◆ JOB: Copy out the lines of the listing below character for character, starting at the line that contains "query: the noun phrase to segment: wooden" and ending at the line that contains "[[[204,2],[178,0],[176,3],[182,26],[183,41],[205,48]]]", including both of those lines.

◆ RECORDS FOR THIS TASK:
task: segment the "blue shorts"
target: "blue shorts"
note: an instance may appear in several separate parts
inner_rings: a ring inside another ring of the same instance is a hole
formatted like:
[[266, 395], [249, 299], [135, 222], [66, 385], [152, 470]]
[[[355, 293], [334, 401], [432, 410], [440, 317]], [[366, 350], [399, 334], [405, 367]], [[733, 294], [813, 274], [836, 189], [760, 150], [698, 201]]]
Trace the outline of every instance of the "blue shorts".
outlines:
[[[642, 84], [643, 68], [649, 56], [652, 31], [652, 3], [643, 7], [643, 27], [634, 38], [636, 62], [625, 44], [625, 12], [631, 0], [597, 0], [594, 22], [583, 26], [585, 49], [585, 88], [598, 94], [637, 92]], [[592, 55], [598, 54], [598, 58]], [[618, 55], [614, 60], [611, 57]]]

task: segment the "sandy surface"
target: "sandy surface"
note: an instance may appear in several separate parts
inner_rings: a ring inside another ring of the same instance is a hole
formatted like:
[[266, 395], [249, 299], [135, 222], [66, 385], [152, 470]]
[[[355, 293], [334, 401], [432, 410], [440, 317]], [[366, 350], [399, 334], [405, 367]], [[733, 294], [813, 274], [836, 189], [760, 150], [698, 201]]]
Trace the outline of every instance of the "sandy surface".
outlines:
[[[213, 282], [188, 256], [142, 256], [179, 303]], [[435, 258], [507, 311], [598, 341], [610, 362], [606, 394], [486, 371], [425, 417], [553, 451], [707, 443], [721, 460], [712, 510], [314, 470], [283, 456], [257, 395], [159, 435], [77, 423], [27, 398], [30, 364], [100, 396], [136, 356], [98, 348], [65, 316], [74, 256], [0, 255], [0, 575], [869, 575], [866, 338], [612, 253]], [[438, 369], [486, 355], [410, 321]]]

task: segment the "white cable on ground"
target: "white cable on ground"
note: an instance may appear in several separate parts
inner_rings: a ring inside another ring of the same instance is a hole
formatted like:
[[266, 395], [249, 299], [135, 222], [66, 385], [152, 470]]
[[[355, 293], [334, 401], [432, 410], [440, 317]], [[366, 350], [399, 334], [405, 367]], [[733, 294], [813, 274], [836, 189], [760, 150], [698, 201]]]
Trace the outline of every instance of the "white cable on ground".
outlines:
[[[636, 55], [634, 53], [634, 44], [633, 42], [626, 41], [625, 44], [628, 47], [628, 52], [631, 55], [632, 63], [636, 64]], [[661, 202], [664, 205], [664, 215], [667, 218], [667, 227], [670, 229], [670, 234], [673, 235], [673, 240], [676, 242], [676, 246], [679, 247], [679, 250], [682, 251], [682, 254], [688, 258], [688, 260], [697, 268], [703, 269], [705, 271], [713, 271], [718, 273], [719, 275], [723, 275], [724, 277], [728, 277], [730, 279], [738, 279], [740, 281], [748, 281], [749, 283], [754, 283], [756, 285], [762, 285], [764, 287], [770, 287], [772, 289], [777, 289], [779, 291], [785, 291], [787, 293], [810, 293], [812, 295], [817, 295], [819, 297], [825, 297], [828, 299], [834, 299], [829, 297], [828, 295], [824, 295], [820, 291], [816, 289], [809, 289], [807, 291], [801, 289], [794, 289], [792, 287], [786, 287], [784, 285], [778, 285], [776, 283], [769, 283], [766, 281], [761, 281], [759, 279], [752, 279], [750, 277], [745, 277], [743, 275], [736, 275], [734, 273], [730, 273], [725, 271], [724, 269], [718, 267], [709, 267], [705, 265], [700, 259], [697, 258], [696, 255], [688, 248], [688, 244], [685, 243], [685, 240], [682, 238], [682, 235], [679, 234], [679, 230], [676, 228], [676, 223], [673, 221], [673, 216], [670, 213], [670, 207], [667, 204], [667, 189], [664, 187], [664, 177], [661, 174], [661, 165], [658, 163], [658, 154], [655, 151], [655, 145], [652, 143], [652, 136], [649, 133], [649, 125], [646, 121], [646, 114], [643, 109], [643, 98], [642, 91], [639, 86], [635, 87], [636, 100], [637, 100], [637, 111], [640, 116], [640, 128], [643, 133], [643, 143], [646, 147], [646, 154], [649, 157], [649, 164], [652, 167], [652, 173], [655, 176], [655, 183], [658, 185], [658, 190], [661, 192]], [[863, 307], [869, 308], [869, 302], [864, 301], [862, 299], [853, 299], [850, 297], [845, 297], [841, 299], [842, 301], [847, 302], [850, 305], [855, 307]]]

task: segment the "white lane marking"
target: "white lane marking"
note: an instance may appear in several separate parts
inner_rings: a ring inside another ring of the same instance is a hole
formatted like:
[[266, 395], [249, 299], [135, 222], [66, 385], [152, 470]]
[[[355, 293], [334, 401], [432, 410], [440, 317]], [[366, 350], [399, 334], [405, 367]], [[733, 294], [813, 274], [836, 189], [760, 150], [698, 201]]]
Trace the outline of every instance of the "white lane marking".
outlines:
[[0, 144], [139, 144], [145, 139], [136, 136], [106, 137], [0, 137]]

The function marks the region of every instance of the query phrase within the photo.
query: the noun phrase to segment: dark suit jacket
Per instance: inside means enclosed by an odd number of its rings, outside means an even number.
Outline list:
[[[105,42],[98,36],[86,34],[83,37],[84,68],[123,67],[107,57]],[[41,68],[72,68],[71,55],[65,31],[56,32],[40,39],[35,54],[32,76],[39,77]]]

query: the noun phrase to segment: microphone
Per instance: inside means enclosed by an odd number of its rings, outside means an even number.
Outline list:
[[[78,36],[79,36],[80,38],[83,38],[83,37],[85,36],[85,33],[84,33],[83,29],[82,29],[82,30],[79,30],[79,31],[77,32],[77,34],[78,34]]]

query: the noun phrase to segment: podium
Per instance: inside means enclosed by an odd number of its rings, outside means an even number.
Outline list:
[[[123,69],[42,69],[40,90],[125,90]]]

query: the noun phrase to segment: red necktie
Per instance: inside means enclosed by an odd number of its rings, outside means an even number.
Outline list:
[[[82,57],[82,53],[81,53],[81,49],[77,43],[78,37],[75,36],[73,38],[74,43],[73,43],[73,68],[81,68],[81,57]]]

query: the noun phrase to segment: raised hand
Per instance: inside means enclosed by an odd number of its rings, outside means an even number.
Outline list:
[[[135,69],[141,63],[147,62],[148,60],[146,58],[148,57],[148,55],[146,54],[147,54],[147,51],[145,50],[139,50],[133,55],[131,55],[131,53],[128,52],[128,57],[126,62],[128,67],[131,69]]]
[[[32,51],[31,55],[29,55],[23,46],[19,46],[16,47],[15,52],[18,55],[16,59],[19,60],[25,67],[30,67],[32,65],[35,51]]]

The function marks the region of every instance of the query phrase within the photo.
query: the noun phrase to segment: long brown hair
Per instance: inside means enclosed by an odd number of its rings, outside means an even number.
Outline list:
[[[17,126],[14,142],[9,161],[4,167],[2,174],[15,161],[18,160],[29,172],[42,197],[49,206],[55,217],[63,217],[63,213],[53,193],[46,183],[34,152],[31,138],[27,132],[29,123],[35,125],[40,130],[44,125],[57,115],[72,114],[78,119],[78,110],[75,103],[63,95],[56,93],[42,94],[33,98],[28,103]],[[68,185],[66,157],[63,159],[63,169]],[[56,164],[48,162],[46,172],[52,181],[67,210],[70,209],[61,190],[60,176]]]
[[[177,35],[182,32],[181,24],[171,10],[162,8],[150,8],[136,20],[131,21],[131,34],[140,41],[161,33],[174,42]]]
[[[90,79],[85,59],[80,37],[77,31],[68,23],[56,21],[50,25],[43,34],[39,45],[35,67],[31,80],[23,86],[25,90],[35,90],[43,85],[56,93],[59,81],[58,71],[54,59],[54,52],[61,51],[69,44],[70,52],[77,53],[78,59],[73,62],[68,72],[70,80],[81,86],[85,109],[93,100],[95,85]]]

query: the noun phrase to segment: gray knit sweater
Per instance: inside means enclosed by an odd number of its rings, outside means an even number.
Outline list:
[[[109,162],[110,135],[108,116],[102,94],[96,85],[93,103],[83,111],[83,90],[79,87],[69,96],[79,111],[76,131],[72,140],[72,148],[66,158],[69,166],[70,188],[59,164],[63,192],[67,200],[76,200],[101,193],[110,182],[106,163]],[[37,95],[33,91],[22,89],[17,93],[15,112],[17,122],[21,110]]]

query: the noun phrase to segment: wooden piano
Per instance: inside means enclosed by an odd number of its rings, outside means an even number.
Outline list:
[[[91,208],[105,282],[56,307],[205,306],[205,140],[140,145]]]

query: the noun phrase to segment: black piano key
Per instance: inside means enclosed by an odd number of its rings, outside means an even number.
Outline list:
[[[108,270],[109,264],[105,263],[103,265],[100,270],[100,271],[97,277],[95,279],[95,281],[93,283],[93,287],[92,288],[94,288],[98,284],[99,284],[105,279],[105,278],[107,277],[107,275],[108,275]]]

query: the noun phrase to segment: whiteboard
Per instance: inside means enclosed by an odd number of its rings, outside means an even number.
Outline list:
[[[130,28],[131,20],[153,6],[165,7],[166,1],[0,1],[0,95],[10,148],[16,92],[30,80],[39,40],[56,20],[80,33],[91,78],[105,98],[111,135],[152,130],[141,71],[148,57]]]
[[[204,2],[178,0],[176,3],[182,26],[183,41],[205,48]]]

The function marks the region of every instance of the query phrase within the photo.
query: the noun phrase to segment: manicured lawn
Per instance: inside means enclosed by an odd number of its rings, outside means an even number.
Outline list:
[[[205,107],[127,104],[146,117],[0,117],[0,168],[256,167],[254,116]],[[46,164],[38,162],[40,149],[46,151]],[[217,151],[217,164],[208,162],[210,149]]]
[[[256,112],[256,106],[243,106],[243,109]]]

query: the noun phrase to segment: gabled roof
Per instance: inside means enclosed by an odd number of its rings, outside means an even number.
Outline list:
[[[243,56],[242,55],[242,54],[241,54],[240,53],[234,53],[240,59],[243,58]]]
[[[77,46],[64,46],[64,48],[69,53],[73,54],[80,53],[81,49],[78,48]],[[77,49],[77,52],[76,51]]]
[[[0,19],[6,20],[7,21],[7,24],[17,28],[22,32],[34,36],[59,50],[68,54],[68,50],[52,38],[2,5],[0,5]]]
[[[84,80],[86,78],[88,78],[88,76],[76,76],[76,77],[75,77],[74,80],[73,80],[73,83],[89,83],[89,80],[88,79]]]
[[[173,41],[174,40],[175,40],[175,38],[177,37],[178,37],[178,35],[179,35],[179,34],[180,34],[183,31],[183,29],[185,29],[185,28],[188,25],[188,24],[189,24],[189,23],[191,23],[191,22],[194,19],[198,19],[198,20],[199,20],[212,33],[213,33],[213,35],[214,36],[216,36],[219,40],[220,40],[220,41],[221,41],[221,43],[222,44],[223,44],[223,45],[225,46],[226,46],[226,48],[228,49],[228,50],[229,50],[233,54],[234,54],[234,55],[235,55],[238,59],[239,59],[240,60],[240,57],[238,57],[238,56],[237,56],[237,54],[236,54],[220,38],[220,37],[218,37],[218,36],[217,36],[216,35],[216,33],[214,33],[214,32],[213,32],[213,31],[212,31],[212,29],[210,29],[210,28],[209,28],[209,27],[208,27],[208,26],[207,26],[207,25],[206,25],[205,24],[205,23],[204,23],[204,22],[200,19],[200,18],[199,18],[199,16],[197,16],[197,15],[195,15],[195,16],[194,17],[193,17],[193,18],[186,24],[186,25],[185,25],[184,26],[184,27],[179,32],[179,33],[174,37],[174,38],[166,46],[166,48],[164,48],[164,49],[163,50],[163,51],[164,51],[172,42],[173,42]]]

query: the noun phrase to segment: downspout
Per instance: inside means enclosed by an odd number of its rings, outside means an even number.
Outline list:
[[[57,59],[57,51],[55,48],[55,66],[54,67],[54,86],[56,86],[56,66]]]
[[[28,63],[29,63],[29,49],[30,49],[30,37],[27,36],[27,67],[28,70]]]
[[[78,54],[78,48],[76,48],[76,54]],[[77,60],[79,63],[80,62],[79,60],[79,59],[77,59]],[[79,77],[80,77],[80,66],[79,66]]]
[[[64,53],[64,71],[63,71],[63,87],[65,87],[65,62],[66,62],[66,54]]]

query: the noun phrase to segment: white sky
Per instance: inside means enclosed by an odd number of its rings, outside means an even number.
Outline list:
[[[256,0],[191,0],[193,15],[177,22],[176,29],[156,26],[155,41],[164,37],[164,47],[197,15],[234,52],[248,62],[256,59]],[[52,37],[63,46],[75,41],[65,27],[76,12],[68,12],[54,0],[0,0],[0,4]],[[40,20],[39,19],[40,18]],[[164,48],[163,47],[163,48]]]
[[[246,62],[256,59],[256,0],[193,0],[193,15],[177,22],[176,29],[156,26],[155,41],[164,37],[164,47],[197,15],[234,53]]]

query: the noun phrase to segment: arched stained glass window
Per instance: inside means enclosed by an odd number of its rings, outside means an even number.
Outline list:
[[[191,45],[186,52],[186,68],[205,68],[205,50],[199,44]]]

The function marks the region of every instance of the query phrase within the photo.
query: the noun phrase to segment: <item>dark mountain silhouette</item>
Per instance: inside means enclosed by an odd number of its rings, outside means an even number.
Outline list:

◆ SOLUTION FOR THIS TASK:
query: the noun phrase to segment: wooden piano
Per instance: inside means enclosed by an odd number of its rings, outside means an even number.
Outline list:
[[[91,208],[105,282],[56,307],[205,306],[205,140],[140,145]]]

query: the noun phrase to segment: black piano key
Per instance: inside means enclosed by an odd number of its rings, outside means an even number.
Outline list:
[[[108,270],[109,264],[105,263],[103,265],[100,270],[100,271],[97,277],[95,279],[95,281],[93,283],[93,287],[92,288],[94,288],[98,284],[99,284],[105,279],[105,278],[107,277],[107,275],[108,275]]]

query: the noun phrase to segment: whiteboard
Per instance: inside means enclosed by an odd number of its rings, outside means an even number.
Outline list:
[[[130,28],[131,20],[153,6],[165,7],[166,1],[0,1],[0,95],[10,148],[16,92],[30,80],[39,40],[56,20],[80,33],[91,78],[105,98],[111,135],[152,130],[141,71],[148,57]]]
[[[204,2],[178,0],[176,3],[182,26],[183,41],[205,48]]]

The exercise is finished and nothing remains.